= Beginning of Section =

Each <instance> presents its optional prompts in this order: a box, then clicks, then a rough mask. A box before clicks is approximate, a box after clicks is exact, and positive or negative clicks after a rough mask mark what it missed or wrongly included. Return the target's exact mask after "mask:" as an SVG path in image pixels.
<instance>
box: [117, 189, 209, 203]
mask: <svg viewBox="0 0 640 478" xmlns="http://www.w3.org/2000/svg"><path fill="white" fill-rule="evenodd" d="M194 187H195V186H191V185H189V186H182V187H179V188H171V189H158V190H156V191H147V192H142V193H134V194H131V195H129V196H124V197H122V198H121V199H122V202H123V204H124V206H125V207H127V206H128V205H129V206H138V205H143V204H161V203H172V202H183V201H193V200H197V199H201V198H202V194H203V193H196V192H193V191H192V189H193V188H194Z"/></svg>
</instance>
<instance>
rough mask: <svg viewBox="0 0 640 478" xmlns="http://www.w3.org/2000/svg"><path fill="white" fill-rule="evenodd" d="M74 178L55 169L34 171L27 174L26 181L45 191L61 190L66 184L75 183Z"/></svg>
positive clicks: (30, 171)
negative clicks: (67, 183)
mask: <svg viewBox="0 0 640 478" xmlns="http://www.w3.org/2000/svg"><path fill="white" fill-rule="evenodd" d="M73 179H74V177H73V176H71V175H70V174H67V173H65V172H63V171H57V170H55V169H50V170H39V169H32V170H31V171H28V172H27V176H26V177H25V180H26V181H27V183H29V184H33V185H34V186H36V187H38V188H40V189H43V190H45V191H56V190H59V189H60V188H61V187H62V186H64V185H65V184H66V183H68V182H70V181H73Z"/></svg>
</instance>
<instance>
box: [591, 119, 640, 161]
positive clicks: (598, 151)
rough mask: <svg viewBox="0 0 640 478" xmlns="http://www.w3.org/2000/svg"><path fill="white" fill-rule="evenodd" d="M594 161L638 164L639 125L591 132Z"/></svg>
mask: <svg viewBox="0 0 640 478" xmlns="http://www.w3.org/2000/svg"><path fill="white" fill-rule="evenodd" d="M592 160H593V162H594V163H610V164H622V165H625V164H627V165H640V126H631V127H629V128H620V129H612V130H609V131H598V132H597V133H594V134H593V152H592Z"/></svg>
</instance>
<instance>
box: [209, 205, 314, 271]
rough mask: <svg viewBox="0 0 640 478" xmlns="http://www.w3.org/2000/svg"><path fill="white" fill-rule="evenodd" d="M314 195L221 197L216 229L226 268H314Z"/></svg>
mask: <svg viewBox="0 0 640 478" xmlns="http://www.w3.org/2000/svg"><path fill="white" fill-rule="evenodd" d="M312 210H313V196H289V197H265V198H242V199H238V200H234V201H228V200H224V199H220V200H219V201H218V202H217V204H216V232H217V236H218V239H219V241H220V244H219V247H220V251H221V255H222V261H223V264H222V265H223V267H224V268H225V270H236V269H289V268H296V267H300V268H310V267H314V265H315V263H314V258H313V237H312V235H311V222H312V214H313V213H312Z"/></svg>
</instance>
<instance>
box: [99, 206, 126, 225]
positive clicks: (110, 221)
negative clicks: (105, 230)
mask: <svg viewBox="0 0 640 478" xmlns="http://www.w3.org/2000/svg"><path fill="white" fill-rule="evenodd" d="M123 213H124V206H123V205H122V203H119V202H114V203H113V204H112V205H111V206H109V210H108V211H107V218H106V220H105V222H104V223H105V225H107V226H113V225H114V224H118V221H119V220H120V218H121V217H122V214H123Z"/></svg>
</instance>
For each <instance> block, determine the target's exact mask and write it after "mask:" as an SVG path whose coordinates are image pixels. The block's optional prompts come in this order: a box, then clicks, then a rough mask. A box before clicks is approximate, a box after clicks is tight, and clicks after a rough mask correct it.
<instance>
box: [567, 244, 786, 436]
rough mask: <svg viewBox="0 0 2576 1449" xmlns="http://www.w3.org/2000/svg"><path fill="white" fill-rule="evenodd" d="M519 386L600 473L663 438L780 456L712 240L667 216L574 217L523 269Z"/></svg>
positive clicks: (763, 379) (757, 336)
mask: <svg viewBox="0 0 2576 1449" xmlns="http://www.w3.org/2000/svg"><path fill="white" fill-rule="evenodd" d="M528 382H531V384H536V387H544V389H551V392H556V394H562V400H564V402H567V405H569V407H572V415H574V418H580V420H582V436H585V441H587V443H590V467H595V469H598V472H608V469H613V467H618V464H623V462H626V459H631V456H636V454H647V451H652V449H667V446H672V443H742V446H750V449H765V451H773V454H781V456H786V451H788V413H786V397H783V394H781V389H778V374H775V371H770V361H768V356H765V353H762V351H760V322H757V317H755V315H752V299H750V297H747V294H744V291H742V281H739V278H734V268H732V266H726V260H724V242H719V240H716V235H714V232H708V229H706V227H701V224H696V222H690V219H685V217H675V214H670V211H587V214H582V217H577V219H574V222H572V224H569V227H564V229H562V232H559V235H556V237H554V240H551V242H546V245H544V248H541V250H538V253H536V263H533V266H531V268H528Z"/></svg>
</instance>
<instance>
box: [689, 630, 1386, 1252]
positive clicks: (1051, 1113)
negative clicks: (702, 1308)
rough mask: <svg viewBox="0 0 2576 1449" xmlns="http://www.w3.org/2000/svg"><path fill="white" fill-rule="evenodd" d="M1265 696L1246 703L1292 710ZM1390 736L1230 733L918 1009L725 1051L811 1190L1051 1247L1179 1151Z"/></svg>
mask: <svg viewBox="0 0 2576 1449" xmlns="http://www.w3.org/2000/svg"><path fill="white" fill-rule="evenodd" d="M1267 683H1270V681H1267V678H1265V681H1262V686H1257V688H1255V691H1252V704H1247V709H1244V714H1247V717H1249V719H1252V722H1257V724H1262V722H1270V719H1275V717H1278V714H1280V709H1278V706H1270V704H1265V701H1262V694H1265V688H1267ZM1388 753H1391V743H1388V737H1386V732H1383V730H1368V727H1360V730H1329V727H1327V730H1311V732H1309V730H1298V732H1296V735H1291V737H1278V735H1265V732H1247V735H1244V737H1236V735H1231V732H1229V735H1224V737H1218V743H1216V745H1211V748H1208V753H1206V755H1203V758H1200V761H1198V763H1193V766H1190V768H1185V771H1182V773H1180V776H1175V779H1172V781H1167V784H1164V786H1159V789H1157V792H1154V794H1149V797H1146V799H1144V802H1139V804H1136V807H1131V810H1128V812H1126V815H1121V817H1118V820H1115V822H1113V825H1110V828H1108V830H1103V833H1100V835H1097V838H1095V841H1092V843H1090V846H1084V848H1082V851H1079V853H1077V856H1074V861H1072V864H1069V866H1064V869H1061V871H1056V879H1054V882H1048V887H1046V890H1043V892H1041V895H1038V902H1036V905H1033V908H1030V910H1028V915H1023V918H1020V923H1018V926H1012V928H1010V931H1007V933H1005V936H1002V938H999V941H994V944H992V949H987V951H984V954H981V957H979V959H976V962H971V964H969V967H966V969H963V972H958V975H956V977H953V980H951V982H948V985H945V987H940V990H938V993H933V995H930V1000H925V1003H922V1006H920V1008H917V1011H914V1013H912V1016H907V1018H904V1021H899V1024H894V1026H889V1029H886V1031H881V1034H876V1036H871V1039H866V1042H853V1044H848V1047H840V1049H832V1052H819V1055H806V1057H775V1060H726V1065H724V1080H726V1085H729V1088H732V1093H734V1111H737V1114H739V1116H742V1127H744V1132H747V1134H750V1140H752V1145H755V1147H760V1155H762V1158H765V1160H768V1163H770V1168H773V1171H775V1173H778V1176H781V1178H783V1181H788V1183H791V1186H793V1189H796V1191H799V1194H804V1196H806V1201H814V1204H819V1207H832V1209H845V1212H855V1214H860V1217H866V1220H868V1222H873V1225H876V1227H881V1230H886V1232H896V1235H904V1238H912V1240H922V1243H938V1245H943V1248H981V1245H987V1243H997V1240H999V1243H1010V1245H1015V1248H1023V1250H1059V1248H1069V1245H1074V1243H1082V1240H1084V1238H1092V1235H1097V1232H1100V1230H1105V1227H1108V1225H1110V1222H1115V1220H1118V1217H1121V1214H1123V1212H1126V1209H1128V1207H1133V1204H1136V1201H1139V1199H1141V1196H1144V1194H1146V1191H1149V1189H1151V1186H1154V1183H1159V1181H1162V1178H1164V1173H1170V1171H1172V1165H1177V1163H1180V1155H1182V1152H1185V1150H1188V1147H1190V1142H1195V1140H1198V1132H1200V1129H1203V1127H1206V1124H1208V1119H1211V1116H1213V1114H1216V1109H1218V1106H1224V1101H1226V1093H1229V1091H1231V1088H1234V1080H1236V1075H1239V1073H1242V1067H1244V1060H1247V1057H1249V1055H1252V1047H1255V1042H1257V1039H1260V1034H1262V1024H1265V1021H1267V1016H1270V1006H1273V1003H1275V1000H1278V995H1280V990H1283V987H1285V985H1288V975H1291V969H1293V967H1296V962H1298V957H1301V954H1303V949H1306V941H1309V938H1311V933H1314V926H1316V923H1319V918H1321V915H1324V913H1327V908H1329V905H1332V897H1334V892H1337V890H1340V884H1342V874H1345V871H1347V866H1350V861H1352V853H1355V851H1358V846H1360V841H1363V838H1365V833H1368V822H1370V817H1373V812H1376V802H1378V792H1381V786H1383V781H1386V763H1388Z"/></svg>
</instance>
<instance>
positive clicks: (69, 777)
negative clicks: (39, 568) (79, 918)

= End of Section =

▶ **Activity**
Would you print exactly and only the lines of the material above that run from the line with "positive clicks: (30, 171)" through the line with "box: [209, 205, 314, 271]", both included?

▶ **Task response**
positive clicks: (30, 171)
negative clicks: (67, 183)
mask: <svg viewBox="0 0 640 478" xmlns="http://www.w3.org/2000/svg"><path fill="white" fill-rule="evenodd" d="M73 179H74V177H73V176H71V175H70V174H67V173H65V172H63V171H57V170H55V169H50V170H39V169H32V170H31V171H28V172H27V176H26V177H25V180H26V181H27V183H29V184H33V185H34V186H36V187H38V188H40V189H43V190H45V191H56V190H59V189H60V188H61V187H62V186H64V185H65V184H66V183H68V182H70V181H73Z"/></svg>
</instance>
<instance>
box: [591, 119, 640, 161]
positive clicks: (598, 151)
rough mask: <svg viewBox="0 0 640 478" xmlns="http://www.w3.org/2000/svg"><path fill="white" fill-rule="evenodd" d="M594 161L638 164L639 125L591 132Z"/></svg>
mask: <svg viewBox="0 0 640 478" xmlns="http://www.w3.org/2000/svg"><path fill="white" fill-rule="evenodd" d="M592 160H593V162H594V163H610V164H622V165H625V164H627V165H640V126H631V127H629V128H620V129H612V130H609V131H598V132H597V133H594V134H593V152H592Z"/></svg>
</instance>
<instance>
box: [209, 205, 314, 271]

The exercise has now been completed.